:: Given text ::
— BEGIN —

Cowl and filter holder must be manufactured from non-corrosive material. Airtight fit of the inserted sample collection filter must be guaranteed. The length of the cowl before the filter must be 1.5 to 3.0 times the exposed (effective) filter diameter deff (diameter of the circular filter area being exposed) [1].

For fibre measurements in work areas the sampling heads usually used in phase-contrast microscopy analysis are suitable [3]. Figure 1 shows the schematic diagram of a suitable sampling head with a cassette serving as filter holder for the sample collection filter located on a backing filter. After sampling the cassette is sealed with covers and used as a transport vessel (filter case) (see also sampling system FAP-BIA in Figure 2).

Sampling pump:

For sampling a pump is used which is able to draw at least volumes of air between 0.24 L/min and 0.3 L/min per cm1 through the filter. Higher flow rates may be used for work areas with low dust concentrations.

The volumetric flow must be free of pulsation so that a secure flow rate measurement is possible. In case of a battery-driven pump is used, capacity of the battery must be sufficient for a continuous use throughout the entire sampling time chosen.

Flow meter:

Suitable measuring apparatus, permitting the measurement of the flow rate with a precision of better than 5 %. Monitoring is carried out using a calibrated volumetric flow meter (e. g. soap bubble flow meter, variable area flow meter).

Chronometer: Stop watch

Appliance for coating the capillary-pore membrane filter with gold1, e. g. from GaLa-Instrumente, D-65307 Bad Schwalbach.

Plasma asher (oxygen plasma), e.g. from GaLa-Instrumente, for removal of organic components on the loaded sample collection filter. Plasma ashers are commercially available for cold or low temperature incineration with capacitive or inductive coupling of the plasma. For inductive coupling it must be observed that the filter is not located within the field of the induction coils.

Scanning electron microscope, e. g. from Carl Zeiss NTS GmbH, D-73447 Oberkochen with EDXA, e.g. from Thermo Electron, D-63303 Dreieich for fibre counting and identification. The instrument must comply with the minimum requirements regarding detectability and identification (refer to Section 4.1).

Prior to sampling, the capillary-pore membrane filters must be coated with gold e.g. by means of a sputter coating unit. Suitable capillary-pore membrane filters sputter coated with gold are also commercially available. The coating with gold is required for an SEM image free of charge and has the following advantages compared to a subsequent coating:

• Geometrical dimensions of the fibres remain unchanged.

• The element peaks are not weakened.

• The filter remains stable during plasma ashing.

In order to minimize contrast variations an even gold layer thickness is necessary. A sufficient layer thickness can be assumed when the filter surface looses its dark colour during coating and takes on the typical metallic golden lustre and appears to have a green gleam when viewed in transmitted light.

The gold layer thickness shall be approx. 40 nm on the side of the sample collection filter to be loaded (stronger reflecting, shining side). Coating the rear side of the filter with a gold layer of approx. 20 nm serves for stabilization of the sample collection filter and may result in improvement of the contrast ratio. In case no integrated layer thickness measuring system is available, layer thickness may be easily monitored in the SEM by means of the EDX facility. For this purpose filters of a known diameter are coated with gold and the weights of gold determined by differential weighing. When comparing the gold peaks for these test filters at a constant stream with the weights a linear relationship can be deduced, from which the layer thickness can be determined [2].

— END —

:: Prompt 1 ::
Write out the fiber sampling text word for word, starting at "Plasma asher (oxygen" and ending at "to Section 4.1).".
:: Prompt 2 ::
According to the fiber sampling text, how thick should the gold layer be on the side of the sample collection filter that will be loaded?
You won't need the material for any of this.

(Excerpts from a pointing dataset)
— BEGIN —

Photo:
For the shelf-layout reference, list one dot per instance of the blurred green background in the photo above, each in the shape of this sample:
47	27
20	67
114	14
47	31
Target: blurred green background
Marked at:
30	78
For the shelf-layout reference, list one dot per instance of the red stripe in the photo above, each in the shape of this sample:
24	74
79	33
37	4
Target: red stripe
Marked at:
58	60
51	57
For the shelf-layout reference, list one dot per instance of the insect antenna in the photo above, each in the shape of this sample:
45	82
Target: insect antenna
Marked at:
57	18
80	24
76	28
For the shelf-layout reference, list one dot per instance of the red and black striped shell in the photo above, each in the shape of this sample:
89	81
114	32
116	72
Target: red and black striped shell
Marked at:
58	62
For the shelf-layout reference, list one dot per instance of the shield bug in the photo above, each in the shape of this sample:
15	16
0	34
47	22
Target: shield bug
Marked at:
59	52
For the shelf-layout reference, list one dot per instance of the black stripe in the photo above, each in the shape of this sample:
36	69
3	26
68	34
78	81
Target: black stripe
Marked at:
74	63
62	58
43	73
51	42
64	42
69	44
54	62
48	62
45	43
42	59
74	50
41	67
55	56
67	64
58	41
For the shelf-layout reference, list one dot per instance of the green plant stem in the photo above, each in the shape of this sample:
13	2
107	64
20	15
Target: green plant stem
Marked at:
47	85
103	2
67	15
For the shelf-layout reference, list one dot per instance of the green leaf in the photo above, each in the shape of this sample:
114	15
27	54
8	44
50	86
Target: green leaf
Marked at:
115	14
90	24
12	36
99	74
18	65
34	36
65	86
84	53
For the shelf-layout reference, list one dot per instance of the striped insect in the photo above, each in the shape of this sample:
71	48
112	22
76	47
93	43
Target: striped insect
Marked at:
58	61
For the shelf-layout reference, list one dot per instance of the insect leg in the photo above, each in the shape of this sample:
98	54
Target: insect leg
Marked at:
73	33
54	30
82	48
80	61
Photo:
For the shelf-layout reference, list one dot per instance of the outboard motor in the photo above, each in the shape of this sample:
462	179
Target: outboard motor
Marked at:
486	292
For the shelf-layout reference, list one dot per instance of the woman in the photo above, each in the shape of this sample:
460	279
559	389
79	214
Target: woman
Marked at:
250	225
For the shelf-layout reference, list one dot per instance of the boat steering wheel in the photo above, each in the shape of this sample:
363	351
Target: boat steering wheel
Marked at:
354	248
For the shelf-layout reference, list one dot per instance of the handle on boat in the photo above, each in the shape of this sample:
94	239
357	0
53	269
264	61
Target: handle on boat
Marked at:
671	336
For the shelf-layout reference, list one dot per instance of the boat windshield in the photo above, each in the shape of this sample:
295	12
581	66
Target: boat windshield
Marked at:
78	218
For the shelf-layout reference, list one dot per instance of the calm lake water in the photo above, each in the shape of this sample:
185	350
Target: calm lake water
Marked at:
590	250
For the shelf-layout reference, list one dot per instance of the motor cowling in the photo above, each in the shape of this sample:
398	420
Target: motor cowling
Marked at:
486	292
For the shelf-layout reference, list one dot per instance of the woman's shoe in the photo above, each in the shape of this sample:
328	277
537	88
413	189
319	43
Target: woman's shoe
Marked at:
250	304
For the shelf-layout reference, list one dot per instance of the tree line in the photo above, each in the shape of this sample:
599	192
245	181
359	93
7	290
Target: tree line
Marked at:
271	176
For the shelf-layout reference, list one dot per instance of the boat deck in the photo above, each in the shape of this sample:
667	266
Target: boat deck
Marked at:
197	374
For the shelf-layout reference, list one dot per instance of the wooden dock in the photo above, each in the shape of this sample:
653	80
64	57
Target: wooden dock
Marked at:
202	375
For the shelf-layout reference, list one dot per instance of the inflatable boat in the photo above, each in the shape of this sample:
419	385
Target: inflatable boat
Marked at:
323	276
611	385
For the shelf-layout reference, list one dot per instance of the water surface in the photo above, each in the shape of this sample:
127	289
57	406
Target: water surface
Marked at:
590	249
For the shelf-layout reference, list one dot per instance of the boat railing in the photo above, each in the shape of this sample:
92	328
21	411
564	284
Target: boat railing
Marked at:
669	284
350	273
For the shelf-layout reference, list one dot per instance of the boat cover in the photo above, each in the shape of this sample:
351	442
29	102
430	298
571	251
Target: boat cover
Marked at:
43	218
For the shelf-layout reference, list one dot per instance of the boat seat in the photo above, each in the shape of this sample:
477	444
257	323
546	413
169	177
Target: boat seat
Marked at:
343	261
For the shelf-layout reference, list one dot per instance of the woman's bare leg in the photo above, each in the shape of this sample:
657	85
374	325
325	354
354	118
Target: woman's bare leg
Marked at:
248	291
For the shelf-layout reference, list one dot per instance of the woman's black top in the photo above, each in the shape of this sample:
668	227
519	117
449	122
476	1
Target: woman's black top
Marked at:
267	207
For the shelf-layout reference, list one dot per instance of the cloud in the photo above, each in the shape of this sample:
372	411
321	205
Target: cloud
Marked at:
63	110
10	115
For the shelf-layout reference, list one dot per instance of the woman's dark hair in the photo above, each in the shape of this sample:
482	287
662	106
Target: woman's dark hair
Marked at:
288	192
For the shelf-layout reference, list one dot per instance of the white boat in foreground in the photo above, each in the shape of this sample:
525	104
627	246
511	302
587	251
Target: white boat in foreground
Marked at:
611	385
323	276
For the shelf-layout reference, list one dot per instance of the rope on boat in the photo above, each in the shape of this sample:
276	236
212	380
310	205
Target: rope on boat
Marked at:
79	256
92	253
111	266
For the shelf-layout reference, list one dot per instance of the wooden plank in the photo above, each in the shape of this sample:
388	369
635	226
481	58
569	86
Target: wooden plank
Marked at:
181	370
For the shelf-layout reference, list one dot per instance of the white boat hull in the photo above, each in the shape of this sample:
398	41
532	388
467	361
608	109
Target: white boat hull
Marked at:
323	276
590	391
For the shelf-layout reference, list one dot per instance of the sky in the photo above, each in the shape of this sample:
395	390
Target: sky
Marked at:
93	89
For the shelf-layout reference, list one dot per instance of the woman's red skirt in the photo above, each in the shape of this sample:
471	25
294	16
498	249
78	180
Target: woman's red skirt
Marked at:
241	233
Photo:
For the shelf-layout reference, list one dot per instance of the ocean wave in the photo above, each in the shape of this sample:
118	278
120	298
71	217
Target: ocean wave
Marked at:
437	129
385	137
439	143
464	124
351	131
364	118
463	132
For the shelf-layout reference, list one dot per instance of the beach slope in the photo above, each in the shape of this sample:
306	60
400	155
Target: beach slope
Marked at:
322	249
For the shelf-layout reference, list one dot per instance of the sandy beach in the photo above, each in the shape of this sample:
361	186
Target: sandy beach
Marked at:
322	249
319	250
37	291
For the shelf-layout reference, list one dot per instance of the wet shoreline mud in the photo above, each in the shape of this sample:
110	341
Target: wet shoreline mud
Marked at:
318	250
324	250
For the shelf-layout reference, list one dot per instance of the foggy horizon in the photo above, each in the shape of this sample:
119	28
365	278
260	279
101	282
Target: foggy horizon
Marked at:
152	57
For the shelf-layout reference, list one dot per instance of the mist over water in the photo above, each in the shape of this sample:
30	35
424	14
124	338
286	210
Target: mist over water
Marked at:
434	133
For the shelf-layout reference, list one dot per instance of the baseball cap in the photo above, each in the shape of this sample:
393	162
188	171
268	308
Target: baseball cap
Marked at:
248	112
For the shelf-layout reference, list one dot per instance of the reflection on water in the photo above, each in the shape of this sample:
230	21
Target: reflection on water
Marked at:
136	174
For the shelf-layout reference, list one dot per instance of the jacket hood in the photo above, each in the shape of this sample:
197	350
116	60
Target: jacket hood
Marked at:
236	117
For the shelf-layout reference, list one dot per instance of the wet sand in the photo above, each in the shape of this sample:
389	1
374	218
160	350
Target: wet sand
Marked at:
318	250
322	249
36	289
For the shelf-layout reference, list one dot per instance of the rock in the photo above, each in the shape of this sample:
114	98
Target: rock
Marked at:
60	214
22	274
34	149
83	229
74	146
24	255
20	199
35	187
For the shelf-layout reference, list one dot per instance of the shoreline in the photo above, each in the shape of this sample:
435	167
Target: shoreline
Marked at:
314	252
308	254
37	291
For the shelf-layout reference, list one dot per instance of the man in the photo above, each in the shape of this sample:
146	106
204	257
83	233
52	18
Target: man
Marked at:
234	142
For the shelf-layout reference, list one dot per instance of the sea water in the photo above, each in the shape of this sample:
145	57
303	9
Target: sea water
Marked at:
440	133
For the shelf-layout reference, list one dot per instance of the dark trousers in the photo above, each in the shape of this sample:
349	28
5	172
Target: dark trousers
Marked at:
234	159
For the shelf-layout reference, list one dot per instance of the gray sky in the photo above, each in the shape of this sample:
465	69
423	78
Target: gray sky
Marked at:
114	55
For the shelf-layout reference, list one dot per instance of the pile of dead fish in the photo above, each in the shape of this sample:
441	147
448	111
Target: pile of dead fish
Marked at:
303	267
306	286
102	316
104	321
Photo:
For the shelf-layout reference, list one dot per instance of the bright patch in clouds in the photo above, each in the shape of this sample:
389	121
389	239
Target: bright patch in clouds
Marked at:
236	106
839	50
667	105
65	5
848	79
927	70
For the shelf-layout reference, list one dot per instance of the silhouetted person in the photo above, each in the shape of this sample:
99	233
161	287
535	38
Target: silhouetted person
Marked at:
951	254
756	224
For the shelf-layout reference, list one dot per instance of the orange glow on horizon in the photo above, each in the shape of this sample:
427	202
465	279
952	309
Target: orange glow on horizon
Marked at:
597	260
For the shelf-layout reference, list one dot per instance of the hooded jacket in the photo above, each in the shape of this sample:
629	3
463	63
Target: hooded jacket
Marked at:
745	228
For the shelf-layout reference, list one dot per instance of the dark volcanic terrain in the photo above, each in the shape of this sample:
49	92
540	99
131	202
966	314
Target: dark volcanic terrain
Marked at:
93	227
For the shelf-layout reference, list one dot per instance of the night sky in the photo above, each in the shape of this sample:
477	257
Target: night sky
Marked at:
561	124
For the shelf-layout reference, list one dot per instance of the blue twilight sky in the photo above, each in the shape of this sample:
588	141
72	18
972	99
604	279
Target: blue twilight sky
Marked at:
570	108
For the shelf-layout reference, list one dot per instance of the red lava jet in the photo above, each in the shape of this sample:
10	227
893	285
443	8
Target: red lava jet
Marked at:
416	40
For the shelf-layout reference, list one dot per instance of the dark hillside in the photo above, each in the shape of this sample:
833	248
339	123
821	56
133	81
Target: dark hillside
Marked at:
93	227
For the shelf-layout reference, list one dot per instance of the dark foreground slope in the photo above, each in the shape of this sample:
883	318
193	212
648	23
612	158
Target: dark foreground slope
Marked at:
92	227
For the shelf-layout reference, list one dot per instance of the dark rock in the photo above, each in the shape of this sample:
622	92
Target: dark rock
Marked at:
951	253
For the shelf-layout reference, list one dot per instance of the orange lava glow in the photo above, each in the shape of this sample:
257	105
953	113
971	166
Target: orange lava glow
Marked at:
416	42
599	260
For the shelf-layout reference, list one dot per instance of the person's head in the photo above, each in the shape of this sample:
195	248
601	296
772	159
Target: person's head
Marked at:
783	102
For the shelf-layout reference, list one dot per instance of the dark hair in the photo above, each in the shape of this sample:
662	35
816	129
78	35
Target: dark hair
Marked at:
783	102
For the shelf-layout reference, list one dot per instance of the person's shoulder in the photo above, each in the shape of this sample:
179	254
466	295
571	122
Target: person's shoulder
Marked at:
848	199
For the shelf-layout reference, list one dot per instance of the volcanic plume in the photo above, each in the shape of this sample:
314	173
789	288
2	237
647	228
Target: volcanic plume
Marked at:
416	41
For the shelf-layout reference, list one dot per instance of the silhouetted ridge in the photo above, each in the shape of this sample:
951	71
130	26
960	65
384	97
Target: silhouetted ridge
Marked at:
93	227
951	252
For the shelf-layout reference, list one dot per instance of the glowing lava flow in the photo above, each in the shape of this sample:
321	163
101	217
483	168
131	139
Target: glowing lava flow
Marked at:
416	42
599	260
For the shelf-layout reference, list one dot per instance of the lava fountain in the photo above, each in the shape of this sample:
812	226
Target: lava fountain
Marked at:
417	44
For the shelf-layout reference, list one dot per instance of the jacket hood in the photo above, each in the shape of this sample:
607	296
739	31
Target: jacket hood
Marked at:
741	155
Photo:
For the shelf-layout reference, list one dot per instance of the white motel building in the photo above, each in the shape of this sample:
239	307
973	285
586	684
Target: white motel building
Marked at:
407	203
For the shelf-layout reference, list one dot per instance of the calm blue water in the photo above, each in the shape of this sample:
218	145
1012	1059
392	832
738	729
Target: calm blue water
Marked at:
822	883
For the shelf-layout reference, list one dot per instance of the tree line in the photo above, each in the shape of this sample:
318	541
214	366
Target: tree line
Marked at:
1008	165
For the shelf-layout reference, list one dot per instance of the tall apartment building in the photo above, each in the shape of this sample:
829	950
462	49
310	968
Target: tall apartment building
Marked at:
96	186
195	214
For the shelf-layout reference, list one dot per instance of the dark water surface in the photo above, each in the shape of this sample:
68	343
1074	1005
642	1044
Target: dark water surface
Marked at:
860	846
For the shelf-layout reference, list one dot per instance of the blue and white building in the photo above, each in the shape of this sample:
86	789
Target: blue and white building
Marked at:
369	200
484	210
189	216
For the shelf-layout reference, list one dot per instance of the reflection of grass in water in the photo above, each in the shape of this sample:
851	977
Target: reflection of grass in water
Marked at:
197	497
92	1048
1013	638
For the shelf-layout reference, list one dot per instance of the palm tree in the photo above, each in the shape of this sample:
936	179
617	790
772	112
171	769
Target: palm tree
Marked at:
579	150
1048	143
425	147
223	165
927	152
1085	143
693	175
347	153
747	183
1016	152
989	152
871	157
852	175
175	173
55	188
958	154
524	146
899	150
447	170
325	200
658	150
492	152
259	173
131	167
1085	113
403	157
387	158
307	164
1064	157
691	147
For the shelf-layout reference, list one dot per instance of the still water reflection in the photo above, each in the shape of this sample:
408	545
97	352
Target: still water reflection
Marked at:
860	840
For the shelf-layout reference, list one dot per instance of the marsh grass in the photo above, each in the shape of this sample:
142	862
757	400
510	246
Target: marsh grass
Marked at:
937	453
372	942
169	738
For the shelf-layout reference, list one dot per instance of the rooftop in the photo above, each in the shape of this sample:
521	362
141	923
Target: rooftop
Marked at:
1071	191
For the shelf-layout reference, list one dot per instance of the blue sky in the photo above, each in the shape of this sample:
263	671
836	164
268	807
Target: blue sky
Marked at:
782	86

— END —

:: Written answer 1 ::
Plasma asher (oxygen plasma), e.g. from GaLa-Instrumente, for removal of organic components on the loaded sample collection filter. Plasma ashers are commercially available for cold or low temperature incineration with capacitive or inductive coupling of the plasma. For inductive coupling it must be observed that the filter is not located within the field of the induction coils.

Scanning electron microscope, e. g. from Carl Zeiss NTS GmbH, D-73447 Oberkochen with EDXA, e.g. from Thermo Electron, D-63303 Dreieich for fibre counting and identification. The instrument must comply with the minimum requirements regarding detectability and identification (refer to Section 4.1).

:: Written answer 2 ::
Approximately 40 nm.